**Recorded information**
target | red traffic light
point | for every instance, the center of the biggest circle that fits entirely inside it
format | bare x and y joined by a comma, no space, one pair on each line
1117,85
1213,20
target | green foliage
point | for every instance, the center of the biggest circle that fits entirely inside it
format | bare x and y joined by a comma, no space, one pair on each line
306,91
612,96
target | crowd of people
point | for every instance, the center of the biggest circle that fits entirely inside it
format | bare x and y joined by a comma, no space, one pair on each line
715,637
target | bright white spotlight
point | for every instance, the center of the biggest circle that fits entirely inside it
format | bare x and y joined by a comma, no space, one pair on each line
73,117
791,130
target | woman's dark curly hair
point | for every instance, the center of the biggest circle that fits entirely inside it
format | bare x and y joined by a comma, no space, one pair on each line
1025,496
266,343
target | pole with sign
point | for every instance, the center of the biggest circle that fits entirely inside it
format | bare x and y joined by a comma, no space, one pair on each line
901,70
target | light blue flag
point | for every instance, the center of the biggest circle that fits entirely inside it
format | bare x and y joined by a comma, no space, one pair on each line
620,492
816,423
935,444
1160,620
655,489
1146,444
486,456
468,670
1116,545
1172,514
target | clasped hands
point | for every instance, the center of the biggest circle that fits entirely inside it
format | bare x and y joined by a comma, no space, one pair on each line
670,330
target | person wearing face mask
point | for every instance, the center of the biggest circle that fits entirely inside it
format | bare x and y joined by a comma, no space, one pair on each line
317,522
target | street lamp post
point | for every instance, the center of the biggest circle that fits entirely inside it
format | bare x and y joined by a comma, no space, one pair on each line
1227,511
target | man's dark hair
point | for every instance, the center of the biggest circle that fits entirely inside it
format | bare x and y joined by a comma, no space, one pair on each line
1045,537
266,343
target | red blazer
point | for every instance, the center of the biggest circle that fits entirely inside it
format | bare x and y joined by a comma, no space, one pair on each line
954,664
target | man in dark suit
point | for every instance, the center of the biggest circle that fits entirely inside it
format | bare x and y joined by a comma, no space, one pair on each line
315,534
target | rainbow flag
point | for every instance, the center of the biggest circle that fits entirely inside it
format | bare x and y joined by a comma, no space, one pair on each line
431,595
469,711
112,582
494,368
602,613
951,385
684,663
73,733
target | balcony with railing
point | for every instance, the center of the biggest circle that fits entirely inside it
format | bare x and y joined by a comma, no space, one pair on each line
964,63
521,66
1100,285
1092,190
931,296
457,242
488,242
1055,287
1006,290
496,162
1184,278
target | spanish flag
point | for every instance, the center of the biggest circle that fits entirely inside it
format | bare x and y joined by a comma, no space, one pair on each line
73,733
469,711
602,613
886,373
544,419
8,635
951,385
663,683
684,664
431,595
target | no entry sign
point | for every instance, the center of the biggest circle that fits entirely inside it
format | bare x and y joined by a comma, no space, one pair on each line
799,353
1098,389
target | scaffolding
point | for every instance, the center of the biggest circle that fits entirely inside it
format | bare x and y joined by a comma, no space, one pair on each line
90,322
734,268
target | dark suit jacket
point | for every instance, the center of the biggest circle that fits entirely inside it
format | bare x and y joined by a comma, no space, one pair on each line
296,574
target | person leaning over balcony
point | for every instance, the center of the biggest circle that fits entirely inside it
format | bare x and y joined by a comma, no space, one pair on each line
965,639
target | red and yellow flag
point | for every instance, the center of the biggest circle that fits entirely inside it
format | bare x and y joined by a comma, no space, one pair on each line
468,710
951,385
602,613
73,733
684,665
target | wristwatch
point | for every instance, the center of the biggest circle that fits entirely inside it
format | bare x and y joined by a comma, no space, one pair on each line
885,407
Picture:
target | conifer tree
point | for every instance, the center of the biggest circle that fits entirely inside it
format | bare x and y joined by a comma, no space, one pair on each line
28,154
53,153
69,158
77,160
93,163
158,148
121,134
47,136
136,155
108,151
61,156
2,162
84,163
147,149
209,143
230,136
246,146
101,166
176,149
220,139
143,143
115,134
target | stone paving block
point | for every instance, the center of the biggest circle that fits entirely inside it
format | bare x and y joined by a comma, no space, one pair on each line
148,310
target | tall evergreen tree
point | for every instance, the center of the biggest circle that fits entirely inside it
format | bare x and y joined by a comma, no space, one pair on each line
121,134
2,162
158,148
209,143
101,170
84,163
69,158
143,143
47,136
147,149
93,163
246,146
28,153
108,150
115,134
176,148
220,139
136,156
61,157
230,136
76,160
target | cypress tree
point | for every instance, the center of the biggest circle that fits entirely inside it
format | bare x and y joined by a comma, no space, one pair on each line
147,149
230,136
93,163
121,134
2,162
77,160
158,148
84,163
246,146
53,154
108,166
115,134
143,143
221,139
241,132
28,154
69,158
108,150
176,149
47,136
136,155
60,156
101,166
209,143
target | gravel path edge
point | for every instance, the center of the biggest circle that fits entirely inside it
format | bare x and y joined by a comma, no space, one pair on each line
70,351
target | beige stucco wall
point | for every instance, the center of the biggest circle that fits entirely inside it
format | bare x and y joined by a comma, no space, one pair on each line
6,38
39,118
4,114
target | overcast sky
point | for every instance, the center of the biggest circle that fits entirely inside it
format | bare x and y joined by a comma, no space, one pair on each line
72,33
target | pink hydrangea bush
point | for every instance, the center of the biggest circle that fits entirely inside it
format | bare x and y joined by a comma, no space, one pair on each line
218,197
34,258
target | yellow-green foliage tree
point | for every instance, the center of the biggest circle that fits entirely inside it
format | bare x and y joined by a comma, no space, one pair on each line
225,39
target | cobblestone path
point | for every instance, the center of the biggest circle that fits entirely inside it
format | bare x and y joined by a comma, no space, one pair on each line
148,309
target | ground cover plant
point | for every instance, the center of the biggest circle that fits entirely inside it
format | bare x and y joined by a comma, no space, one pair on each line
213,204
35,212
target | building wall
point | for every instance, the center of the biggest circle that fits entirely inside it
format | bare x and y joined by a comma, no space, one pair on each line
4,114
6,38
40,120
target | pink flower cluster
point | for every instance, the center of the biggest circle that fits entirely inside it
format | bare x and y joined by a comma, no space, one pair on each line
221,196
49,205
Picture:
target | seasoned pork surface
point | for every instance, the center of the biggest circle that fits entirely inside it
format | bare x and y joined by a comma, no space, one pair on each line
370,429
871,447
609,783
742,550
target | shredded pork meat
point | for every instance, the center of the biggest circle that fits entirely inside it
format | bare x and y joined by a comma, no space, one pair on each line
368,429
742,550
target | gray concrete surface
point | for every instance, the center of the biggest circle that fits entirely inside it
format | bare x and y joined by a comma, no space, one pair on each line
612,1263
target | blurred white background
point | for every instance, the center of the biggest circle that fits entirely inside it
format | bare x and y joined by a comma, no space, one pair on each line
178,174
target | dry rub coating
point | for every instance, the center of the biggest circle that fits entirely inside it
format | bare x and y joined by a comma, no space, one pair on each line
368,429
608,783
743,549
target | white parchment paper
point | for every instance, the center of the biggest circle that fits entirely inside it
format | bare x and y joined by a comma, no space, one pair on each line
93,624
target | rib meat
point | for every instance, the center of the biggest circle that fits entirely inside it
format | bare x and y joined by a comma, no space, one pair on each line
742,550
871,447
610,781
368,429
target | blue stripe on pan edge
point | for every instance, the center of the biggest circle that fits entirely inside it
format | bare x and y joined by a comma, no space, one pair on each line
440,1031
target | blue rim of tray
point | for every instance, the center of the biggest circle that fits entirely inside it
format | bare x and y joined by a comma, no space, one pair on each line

**Instruction**
Copy out all of the lines above word for word, keeping every character, space, and line break unchanged.

**Solution for this problem**
target | red traffic light
point | for every instance, the center of the biggest circle that fits entirely inside it
format | bare x and y joined by a comma, no space, one pair on each line
1117,85
1213,20
target | green foliage
point | for every instance, the center of the biggest circle that fits entirely inside it
format | bare x and y joined by a comma, no space, one pair on each line
306,91
612,96
target | crowd of people
point | for every instance, the center of the biggest circle that fits entirely inside it
format | bare x and y joined by a comma, no space, one pair on each line
715,637
target | bright white spotlight
point | for every instance, the center of the biggest circle that fits entirely inside it
format | bare x and y joined by a comma, no space, one pair on each line
73,117
791,130
target | woman's dark curly hair
point | for every instance, the center of the biggest circle that fits entirely inside it
format | bare x and y joined by a comma, no space, one pair on each line
1025,496
266,343
target | pole with sign
point | for every instance, the center of the biggest circle that fits entirely inside it
format | bare x and y joined by a comma, no space, one pair on each line
901,70
target | light blue flag
point | for every instance, the center of the biggest circle that fits entirely inside it
format | bare x and y joined by a comma, no space, one pair on each line
620,492
816,423
935,444
1160,620
655,489
1146,444
486,456
468,670
1116,545
1172,514
target | clasped hands
point | for every instance, the center of the biggest circle that fits entirely inside it
format | bare x and y joined by a comma, no space, one pair on each line
670,330
target | person wearing face mask
point | for every instance, the center of the biggest circle that fits entirely inside it
format | bare x and y joined by a comma, no space, one pair on each line
317,522
target | street lamp post
point | for every instance, the center of the biggest circle that fits entirely inside it
format | bare x and y joined by a comma, no space, one pair on each line
1227,511
target | man's dark hair
point | for every instance, the center of the biggest circle that fits entirely inside it
format | bare x and y joined by a comma, no space, one pair on each line
1045,537
266,343
target | red blazer
point | for every instance, the center of the biggest circle that fits entirely inside it
format | bare x and y joined by a comma, no space, one pair on each line
954,664
target | man in dark suit
point | for every instance, the center of the biggest circle that fits entirely inside it
format | bare x and y joined by a comma, no space, one pair on each line
315,534
target | rainbow flag
point | for every instance, the center of the biggest circle that fits entirely inside it
format | bare x and y joined by a comma, no space, one pair on each line
431,595
469,711
112,582
494,368
602,613
951,385
684,663
73,733
target | balcony with railing
point | for every instance, the center of the biggest circle that fits entirely inside it
format | bare x and y joined by a comma, no space, one pair on each line
964,63
521,66
1100,285
1092,190
931,296
457,242
488,242
1055,287
1006,290
496,162
1184,278
target | spanish flag
point | for every instance, the center of the biggest circle that fits entirely inside it
format | bare x and y joined by a comma, no space, one pair on each line
73,733
469,711
602,613
886,373
544,419
8,635
951,385
663,683
684,664
431,595
target | no entry sign
point | for every instance, the center of the biggest circle that fits entirely inside it
format | bare x and y joined by a comma, no space, one pair on each line
799,353
1098,389
target | scaffolding
point | for every instance, the center of the biggest circle that fits entirely inside it
format | bare x and y joined by a comma, no space, one pair on each line
90,322
734,268
target | dark suit jacket
point | for every instance, the center of the biggest circle that fits entirely inside it
format | bare x and y joined by a comma, no space, one pair on each line
296,574
target | person leaning over balcony
point | for every instance, the center of the biggest circle that fits entirely inside it
format | bare x and y joined by a comma, no space, one pair on each line
965,639
target | red and yellow flag
point | for every instance, the center of the biggest circle that fits entirely inside it
format | bare x and y joined by a comma, no space, one pair on each line
468,710
951,385
602,613
73,733
684,665
target | wristwatch
point | for every instance, the center of the biggest circle that fits entirely inside it
format | bare x and y joined by a comma, no space, one pair on each line
885,407
Picture:
target | conifer tree
point | for every instance, the center of the biggest circle that fits entirely inside it
format | bare x and y joined by a comma, no space, one pair on each line
28,154
53,153
69,158
77,160
93,163
158,148
121,134
47,136
136,155
108,151
61,156
2,162
84,163
147,149
209,143
230,136
246,146
101,166
176,149
220,139
143,143
115,134
target | stone paving block
point | for every instance, the center of the biggest circle that fits entirely inside it
format | bare x and y joined by a comma, no space, one pair on each line
148,310
target | tall evergreen tree
point | for every instance, the center of the biggest circle that fits entirely inside it
format | bare x and y joined by a comma, no space, one pair on each line
121,134
2,162
158,148
209,143
101,170
84,163
69,158
143,143
47,136
147,149
93,163
246,146
28,153
108,150
115,134
176,148
220,139
136,156
61,157
230,136
76,160
target | cypress tree
point | for every instance, the center of the biggest circle that fits entirely inside it
format | bare x and y joined by a comma, no space, one pair on each line
147,149
230,136
93,163
121,134
2,162
77,160
158,148
84,163
246,146
53,154
108,166
115,134
143,143
221,139
241,132
28,154
69,158
108,150
176,149
47,136
136,155
60,156
101,166
209,143
target | gravel path edge
point | for every instance, the center of the biggest circle that fits entirely inside it
format | bare x and y joined by a comma, no space, one pair on each line
70,351
target | beige stucco wall
point | for every instance, the center of the biggest circle that fits entirely inside it
format | bare x and y joined by a comma, no space, one pair on each line
6,38
39,118
4,114
target | overcast sky
point | for every instance, the center of the biggest circle that fits entirely inside it
format | bare x and y joined by a comma, no space, one pair on each line
72,33
target | pink hydrangea bush
point | for every instance, the center of the biggest circle that fits entirely inside it
format | bare x and y joined by a comma, no space, one pair on each line
218,197
34,258
target | yellow-green foliage tree
point | for every instance, the center of the biggest circle that fits entirely inside it
format | bare x and y joined by a comma, no space, one pair on each line
225,39
target | cobblestone path
point | for every instance, the center of the biggest circle that fits entirely inside it
format | bare x and y joined by a comma, no space, one pair on each line
148,309
target | ground cover plant
point | for every instance, the center of the biggest circle that fits entirely inside it
format | bare x and y joined by a comma, no space, one pair on each line
213,204
35,212
target | building wall
point | for every instance, the center of the biggest circle that fits entirely inside it
format | bare x and y joined by a comma, no space, one pair on each line
4,114
6,38
40,120
target | pink flower cluster
point | for every instance, the center of the biggest circle that fits entirely inside it
format | bare x and y joined by a comma, no space, one pair on each line
221,196
49,205
Picture:
target | seasoned pork surface
point | for every instance, the center of the biggest circle that fits entirely inside it
format | bare x and y joined by a comma, no space, one pair on each line
370,429
871,447
609,783
742,550
target | shredded pork meat
point | for every instance, the center of the biggest circle that fits entirely inside it
format | bare x and y joined by a comma, no space, one pair on each line
368,429
742,550
target | gray concrete surface
point | for every instance, the center of the biggest circle that fits entirely inside it
format | bare x and y joined by a comma, no space, one pair on each line
612,1263
target | blurred white background
point | for every instance, the center of the biggest circle that fits entirely inside it
format | bare x and y joined by a comma, no space, one pair on each line
178,174
target | dry rub coating
point | for every instance, the center of the biggest circle that fits entirely inside it
format | bare x and y joined by a comma, no space, one pair on each line
368,429
608,783
743,549
target | white parchment paper
point | for every instance, the center of the biggest circle that fits entirely inside it
format | bare x and y joined by a comma, no space, one pair on each line
93,624
target | rib meat
point | for every instance, the center of the biggest circle that fits entirely inside it
format | bare x and y joined by a comma, no space, one pair on each line
742,550
871,447
610,781
368,429
target | blue stripe on pan edge
point | for every instance, the center of the biggest circle that fits entirely inside it
format | bare x and y joined by a comma, no space, one pair on each line
440,1031
target | blue rim of tray
point | for every instance, the center of the biggest circle that fits entirely inside it
format | bare x and y joined by a comma, no space, one pair on each line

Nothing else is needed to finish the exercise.